§ **Brief 1**
Transcribe the rows word for word, from the line with "In this picture, where can the wine" through the last row, including both.

§ **Text passage**

Skip to content

Memory Tiers

SimpleContext organizes memory into three tiers, each with a specific role and lifetime.


The Three Tiers

Working   →  Episodic  →  Semantic
(active)     (sessions)   (permanent)
  2h TTL      30d TTL      No TTL

Working Tier

What it holds: Active messages, current task state, recent context.

TTL: 2 hours (configurable)

Node kinds: message, fact, task_state

When used: Every conversation. Always included in context retrieval.

ctx = sc.context(user_id)
ctx.working.add("debug this error", NodeKind.MESSAGE)
ctx.working.add("task: fix login bug", NodeKind.TASK_STATE)

Episodic Tier

What it holds: Session summaries, compressed interaction history, notable events.

TTL: 30 days (configurable)

Node kinds: summary, fact

When used: For personal queries, task continuity, coding help.

ctx.episodic.add("Session 2024-01: fixed auth bug, user prefers FastAPI", NodeKind.SUMMARY)

Working memory can be compressed into episodic summaries:

sc.memory(user_id).compress(keep_last=10)

§ **Supplied material**
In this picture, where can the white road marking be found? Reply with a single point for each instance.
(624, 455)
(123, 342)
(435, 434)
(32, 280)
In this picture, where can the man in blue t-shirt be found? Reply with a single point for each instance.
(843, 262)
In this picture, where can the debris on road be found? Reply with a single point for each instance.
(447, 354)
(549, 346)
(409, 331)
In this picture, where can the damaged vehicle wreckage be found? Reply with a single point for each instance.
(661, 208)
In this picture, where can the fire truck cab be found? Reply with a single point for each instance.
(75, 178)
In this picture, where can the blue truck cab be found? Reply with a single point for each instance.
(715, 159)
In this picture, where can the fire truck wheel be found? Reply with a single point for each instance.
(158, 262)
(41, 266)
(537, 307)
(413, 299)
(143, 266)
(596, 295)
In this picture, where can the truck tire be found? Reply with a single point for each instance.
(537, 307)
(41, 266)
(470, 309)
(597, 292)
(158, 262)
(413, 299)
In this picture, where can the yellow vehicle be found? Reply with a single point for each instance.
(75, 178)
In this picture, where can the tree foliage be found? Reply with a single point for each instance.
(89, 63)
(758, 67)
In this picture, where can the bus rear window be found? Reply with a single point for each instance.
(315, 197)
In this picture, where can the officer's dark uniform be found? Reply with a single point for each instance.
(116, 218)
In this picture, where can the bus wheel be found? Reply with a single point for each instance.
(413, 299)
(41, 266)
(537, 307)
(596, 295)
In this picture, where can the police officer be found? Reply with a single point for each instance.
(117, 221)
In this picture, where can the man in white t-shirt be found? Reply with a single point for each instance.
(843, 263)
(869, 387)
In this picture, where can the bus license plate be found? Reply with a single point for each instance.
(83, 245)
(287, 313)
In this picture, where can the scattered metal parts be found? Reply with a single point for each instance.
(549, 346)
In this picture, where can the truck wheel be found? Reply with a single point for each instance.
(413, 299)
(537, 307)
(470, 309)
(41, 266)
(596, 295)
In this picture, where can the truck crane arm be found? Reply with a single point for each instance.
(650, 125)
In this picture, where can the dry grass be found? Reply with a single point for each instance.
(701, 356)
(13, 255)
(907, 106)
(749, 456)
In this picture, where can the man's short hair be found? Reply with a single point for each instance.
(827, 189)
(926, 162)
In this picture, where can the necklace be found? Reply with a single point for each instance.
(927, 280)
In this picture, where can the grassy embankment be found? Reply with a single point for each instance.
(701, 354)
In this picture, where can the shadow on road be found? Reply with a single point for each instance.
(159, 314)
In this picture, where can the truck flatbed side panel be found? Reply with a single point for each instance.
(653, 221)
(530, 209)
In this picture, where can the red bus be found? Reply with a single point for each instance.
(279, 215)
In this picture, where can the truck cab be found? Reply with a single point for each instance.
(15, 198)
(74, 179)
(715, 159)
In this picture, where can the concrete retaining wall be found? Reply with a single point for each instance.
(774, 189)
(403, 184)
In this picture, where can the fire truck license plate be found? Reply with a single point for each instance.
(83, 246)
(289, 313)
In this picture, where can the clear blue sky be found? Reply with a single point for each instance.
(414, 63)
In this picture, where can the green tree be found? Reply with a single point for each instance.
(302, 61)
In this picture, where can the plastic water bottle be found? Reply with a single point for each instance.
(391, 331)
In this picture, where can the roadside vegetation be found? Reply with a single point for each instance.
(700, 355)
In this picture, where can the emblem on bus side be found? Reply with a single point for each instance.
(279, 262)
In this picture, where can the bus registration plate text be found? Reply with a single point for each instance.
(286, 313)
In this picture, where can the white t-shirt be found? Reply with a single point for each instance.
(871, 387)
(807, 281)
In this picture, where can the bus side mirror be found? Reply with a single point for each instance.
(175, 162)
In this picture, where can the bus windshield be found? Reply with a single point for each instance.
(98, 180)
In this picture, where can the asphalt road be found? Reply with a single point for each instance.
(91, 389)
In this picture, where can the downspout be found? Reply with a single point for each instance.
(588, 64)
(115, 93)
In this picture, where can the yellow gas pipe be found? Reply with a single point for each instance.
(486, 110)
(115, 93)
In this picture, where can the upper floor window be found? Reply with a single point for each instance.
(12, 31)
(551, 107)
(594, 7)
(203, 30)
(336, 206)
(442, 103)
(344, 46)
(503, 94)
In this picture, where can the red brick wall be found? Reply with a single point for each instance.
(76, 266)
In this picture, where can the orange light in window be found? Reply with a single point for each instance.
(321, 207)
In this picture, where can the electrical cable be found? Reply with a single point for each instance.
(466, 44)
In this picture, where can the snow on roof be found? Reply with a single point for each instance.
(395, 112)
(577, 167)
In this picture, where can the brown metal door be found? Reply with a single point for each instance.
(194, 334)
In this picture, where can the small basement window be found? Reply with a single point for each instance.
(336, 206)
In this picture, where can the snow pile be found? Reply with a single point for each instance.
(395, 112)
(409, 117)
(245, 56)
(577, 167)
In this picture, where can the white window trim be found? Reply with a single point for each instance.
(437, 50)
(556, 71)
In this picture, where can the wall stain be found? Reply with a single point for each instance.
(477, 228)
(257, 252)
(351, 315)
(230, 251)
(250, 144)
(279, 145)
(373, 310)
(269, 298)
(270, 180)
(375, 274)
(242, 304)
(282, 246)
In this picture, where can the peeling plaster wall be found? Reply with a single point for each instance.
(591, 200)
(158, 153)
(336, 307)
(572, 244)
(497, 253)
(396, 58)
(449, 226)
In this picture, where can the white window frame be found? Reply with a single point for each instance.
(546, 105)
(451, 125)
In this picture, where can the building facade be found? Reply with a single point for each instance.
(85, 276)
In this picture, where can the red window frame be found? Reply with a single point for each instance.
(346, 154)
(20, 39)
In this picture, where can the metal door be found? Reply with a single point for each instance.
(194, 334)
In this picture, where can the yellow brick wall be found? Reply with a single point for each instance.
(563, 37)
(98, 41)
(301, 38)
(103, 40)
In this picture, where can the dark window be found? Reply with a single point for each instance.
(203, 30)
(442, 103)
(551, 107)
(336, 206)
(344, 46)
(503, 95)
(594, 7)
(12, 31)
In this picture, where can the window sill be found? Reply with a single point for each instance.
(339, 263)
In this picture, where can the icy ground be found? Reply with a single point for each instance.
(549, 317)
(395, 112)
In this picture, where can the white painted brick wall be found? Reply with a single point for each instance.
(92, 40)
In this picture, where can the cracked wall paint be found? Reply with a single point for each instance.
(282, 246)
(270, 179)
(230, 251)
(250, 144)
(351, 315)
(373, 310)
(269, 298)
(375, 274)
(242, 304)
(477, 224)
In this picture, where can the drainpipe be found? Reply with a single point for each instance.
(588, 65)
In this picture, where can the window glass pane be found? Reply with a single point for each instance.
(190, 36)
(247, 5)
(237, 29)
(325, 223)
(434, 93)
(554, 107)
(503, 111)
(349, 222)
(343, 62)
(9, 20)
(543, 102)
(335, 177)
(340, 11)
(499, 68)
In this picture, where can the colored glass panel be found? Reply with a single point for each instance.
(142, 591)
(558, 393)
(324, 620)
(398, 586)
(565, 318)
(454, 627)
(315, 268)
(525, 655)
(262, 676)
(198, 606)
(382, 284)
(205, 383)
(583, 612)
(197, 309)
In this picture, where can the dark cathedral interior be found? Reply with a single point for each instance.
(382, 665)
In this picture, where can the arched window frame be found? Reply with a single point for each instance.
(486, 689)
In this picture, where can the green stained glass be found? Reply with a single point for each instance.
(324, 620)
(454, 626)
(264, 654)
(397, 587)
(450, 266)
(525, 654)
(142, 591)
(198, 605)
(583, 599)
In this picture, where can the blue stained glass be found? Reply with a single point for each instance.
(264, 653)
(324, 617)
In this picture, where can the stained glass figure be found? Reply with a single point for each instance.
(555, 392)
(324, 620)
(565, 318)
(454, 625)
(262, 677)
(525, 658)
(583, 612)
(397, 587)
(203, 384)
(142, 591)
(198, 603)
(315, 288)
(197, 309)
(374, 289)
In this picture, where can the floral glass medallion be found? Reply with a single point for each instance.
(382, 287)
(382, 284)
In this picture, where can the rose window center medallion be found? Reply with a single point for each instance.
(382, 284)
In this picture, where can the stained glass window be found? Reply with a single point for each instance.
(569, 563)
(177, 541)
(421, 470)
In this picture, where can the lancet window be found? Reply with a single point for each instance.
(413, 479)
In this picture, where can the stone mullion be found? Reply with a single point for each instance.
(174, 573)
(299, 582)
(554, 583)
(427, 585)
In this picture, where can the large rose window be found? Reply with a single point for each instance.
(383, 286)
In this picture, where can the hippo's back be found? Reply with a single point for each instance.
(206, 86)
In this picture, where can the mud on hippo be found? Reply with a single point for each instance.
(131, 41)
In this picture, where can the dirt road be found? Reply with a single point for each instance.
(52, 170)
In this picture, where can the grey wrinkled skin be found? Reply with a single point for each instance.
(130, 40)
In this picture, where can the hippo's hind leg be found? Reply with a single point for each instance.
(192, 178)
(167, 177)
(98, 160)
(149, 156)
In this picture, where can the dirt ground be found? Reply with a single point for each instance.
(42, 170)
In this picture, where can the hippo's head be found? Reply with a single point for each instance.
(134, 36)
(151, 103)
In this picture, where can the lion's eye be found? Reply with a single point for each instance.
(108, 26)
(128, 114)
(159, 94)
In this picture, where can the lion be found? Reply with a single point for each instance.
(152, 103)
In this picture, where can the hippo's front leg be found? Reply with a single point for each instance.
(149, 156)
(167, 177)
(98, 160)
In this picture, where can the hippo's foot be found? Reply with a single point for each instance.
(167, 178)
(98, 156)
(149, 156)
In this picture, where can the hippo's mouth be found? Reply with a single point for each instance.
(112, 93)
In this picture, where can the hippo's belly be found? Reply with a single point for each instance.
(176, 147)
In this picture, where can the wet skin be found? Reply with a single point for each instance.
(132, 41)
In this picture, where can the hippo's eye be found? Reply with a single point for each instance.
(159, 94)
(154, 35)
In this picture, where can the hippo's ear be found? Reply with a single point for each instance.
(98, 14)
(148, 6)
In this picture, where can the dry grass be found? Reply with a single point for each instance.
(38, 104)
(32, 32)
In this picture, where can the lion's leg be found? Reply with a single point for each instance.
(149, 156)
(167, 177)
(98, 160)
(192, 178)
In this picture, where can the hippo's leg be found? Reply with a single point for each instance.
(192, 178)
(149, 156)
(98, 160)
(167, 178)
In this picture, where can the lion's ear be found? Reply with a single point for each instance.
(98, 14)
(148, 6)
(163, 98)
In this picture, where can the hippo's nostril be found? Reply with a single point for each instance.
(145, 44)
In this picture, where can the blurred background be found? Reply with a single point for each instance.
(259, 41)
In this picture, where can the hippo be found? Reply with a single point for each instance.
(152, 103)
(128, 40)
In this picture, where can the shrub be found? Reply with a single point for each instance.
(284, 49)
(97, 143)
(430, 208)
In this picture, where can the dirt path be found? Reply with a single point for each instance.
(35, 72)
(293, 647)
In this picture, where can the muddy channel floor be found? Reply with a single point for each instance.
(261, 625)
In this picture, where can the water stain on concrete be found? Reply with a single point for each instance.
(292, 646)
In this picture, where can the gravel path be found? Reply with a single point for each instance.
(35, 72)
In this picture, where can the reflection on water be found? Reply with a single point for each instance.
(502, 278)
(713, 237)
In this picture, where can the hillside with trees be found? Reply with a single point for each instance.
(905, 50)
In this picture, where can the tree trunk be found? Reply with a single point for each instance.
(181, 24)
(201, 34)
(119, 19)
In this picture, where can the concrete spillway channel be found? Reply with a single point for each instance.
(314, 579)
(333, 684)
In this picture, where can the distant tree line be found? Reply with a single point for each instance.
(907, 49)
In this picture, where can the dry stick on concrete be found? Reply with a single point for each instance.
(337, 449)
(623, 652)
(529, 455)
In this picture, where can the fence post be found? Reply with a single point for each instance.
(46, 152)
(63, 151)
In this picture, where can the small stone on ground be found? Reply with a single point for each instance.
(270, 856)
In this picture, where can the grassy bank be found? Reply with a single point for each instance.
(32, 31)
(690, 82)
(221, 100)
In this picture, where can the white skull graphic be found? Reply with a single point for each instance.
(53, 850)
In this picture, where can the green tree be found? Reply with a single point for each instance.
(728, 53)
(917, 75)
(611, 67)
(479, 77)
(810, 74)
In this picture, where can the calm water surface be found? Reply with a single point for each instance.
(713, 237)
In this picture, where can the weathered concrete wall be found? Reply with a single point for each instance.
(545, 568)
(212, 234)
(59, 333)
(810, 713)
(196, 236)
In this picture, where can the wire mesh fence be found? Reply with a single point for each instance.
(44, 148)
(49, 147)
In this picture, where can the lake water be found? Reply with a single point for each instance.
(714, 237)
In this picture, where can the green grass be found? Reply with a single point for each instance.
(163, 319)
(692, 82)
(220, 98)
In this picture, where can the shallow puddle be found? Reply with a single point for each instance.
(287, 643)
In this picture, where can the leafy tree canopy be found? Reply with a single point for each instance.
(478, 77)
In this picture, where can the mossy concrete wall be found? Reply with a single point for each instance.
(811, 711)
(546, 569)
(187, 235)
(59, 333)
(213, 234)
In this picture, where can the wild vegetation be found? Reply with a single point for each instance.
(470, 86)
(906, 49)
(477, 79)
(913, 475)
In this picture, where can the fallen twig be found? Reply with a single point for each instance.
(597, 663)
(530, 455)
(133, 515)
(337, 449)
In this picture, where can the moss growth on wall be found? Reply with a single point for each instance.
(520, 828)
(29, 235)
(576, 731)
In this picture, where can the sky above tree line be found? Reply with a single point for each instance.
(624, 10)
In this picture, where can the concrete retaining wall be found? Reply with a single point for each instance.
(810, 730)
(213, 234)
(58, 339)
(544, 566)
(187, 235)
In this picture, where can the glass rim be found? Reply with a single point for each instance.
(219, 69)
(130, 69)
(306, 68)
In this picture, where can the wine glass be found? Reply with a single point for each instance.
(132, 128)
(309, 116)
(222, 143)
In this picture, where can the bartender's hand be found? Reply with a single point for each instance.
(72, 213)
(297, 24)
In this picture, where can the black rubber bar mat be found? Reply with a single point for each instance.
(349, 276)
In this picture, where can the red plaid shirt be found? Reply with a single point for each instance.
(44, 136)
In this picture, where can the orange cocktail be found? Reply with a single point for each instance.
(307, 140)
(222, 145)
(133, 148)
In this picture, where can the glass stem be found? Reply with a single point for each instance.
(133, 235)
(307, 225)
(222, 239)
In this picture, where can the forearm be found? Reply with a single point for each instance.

§ **Brief 2**
Write the next part of the memory tiers page, picking up after its last line.

§ **Response 1**
In this picture, where can the wine glass be found? Reply with a single point for each instance.
(132, 128)
(309, 116)
(222, 143)
In this picture, where can the bartender's hand be found? Reply with a single point for each instance.
(72, 213)
(297, 24)
In this picture, where can the black rubber bar mat be found? Reply with a single point for each instance.
(349, 276)
In this picture, where can the red plaid shirt be found? Reply with a single point for each instance.
(44, 136)
In this picture, where can the orange cocktail be found? Reply with a single point for each instance.
(307, 140)
(222, 145)
(133, 148)
In this picture, where can the glass stem be found? Reply with a single point for each instance.
(133, 235)
(307, 225)
(222, 239)
In this picture, where can the forearm be found? Reply with a single point for each instance.

§ **Response 2**
# Compresses messages older than the last 10 into an episodic summary

Semantic Tier

What it holds: Long-term facts, user knowledge, persistent preferences.

TTL: None (permanent)

Node kinds: fact, resource

When used: For knowledge queries, personal questions, any retrieval needing long-term context.

ctx.semantic.add("user uses Proxmox for homelab", NodeKind.FACT, importance=0.8)
ctx.semantic.add("user project: Mangafork", NodeKind.FACT, importance=0.7)

Facts are also extracted automatically from conversations:

User: "I'm working on a React project"
→ Auto-extracted: "user uses React" (semantic tier)

Memory API

v3 API (simple, backward compatible)

mem = sc.memory(user_id)

# Store messages
mem.add_user("hello!")
mem.add_assistant("hi there!")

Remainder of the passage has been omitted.